Textauszug.
▼▼▼
Preiswerte Redaktionssysteme gibt es viele, höherpreisige ebenso, aber kennen Sie den Anbieter des teuersten Redaktionssystems? Er heißt DIY. Ja, genau, denn „Do It Yourself“ ist richtig teuer, wenn es um die Technische Redaktion geht. Nehmen Sie sich also ein wenig Zeit, unsere Erfahrungen als Dienstleister kennenzulernen, bevor Sie selbst Hand anlegen.
Maßgeschneidert sitzt?
Der Gedanke liegt ja nahe, dass ein maßgeschneidertes System die Bedürfnisse der eigenen Redaktion am besten abdecken kann. Noch dazu, wenn man die entsprechende programmiertechnische Kompetenz ohnehin schon im Haus hat. Doch aus dem hausgemachten CCMS (Component Contentmanagement System) wird nur selten ein Maßanzug. Zum einen, weil der notwendige Funktionsumfang bei einem CCMS ziemlich groß ist. Wir programmieren uns ja heutzutage auch keine Textverarbeitung mehr selbst, obwohl Word und Co. deutlich einfacher sind als moderne CCMS.
Zum anderen sind die Bedürfnisse Technischer Redaktionen zwar zahlreich, aber im Kern immer die gleichen: Standards einhalten, modularisieren, Übersetzungsprozesse steuern, unterschiedliche Medientypen bereitstellen etc. Zieht man den Vergleich zur maßgeschneiderten Lösung, dann geht es bei dem Kleidungsstück also nicht um einen Anzug, sondern eher um eine Funktionsjacke: Soll viel können, besteht aus ungewöhnlichem Material und muss flexibel für verschiedene Situationen anpassbar sein. Konfektion schlägt also Maßanfertigung – auch bei Redaktionssystemen.
Vorteil Standard
Component Contentmanagement-Systeme (CCMS) sind Softwarelösungen, die eine deutliche Investition bedeuten. Im ersten Moment scheinen die Aufwände für interne Entwicklungsleistungen sich dagegen recht überschaubar zu verhalten. Noch attraktiver erscheint dieses Verhältnis, wenn die Entwicklung in Zeiten mit schwacher Auftragslage erfolgen kann.
▲▲▲
Extrahierte Einträge.
▼▼▼
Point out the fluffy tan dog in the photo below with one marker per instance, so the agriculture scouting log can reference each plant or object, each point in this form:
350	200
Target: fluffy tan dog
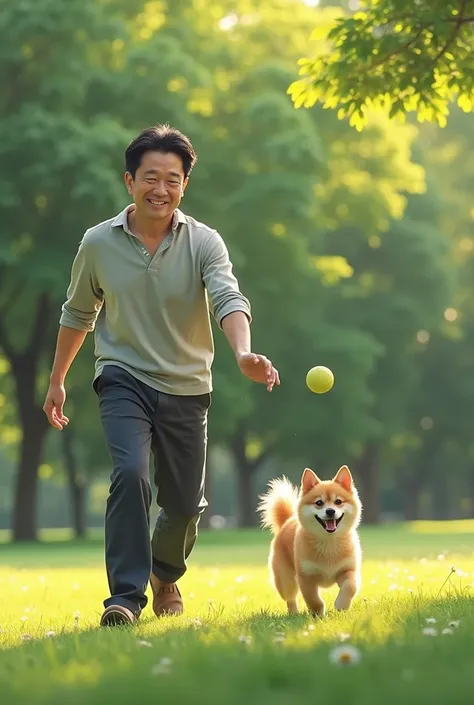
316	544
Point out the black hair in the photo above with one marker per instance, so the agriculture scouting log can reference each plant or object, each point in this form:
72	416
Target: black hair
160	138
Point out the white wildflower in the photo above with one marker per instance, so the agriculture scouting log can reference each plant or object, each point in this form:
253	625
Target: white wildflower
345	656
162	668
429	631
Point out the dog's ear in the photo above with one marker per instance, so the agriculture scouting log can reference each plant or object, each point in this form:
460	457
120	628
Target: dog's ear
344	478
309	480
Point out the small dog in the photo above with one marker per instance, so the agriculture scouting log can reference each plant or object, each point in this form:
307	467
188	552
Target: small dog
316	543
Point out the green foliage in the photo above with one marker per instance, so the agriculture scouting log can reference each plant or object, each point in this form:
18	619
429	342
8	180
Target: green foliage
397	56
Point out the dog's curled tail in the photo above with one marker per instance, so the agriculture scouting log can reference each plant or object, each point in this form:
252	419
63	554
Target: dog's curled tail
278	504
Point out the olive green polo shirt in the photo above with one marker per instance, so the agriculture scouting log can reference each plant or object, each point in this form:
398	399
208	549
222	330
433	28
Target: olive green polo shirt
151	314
▲▲▲
▼▼▼
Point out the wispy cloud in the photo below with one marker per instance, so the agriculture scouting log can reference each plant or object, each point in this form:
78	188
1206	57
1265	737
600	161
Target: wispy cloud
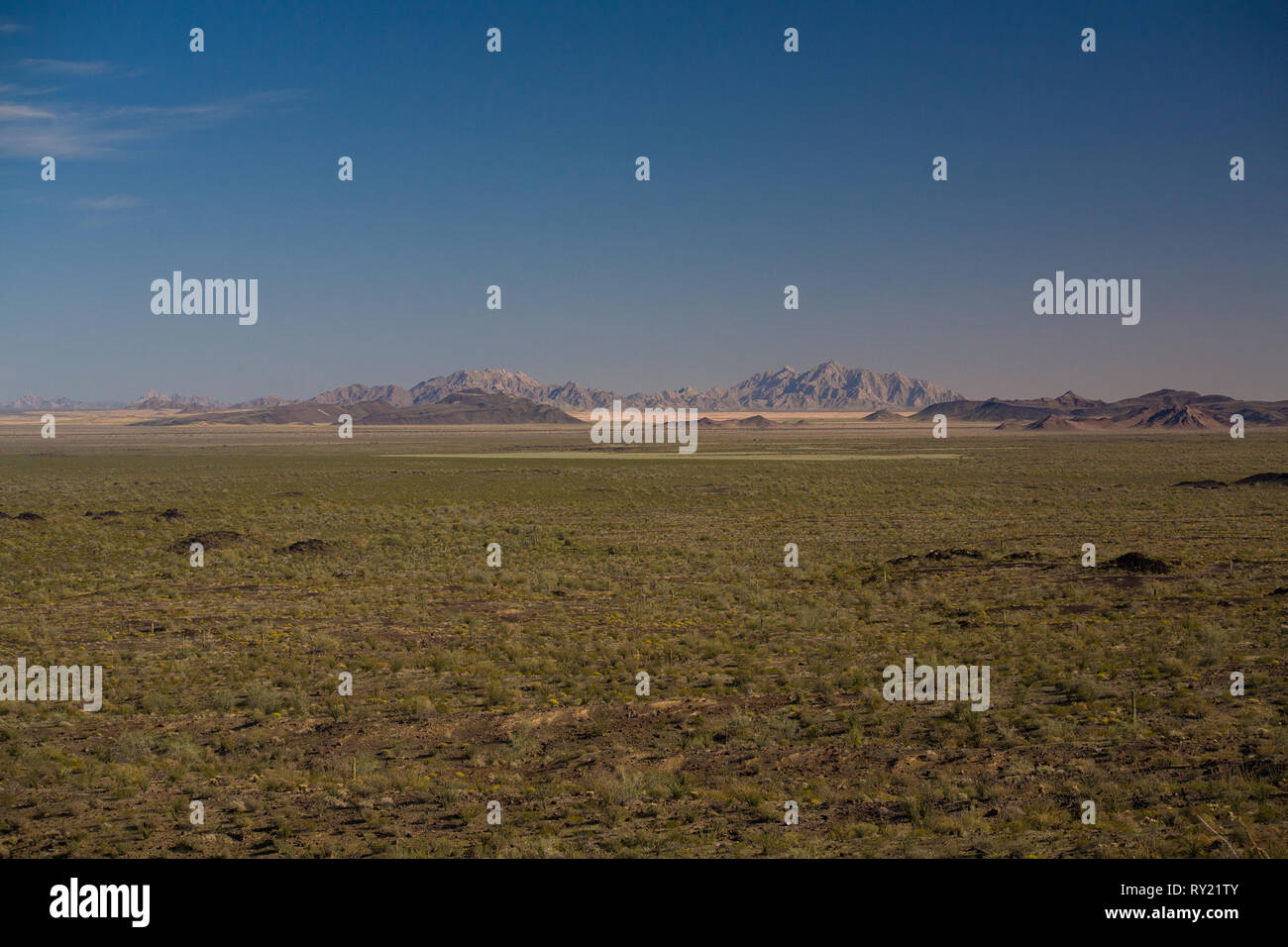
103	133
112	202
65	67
▲▲▲
Ihre Aufgaben.
**1)** Übersetzen Sie den Satz „Konfektion schlägt also Maßanfertigung – auch bei Redaktionssystemen.“ aus dem Textauszug über Redaktionssysteme ins Englische.
**2)** Tippen Sie aus dem Textauszug über Redaktionssysteme den Abschnitt ab, der bei den Worten „Zum anderen sind“ beginnt und nach „auch bei Redaktionssystemen.“ endet.
Die Einträge werden zur Bearbeitung nicht benötigt.

Lösungen.
**1)** So off-the-rack beats made-to-measure – with content management systems, too.

**2)**
Zum anderen sind die Bedürfnisse Technischer Redaktionen zwar zahlreich, aber im Kern immer die gleichen: Standards einhalten, modularisieren, Übersetzungsprozesse steuern, unterschiedliche Medientypen bereitstellen etc. Zieht man den Vergleich zur maßgeschneiderten Lösung, dann geht es bei dem Kleidungsstück also nicht um einen Anzug, sondern eher um eine Funktionsjacke: Soll viel können, besteht aus ungewöhnlichem Material und muss flexibel für verschiedene Situationen anpassbar sein. Konfektion schlägt also Maßanfertigung – auch bei Redaktionssystemen.